• [Task details] Copy the rows between the line holding "<!-- API spec: the" and the line holding "[35,164,58,185]", inclusive, reproducing each line without any change.

• [Record extracts]
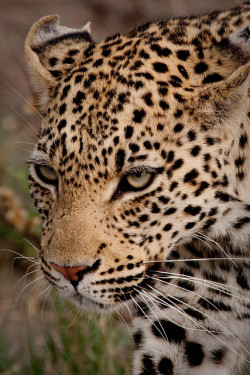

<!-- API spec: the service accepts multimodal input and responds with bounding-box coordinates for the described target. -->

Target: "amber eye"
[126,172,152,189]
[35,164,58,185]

==

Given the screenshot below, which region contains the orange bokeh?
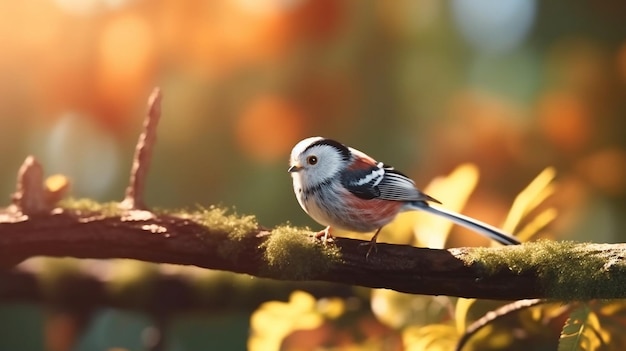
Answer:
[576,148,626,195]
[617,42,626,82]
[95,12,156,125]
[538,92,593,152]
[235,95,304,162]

• [Task solution]
<!-- API spec: the service accepts multimodal input and responds with bounding-box coordinates for the described target. -->

Target: "amber eye"
[126,172,152,189]
[35,164,58,185]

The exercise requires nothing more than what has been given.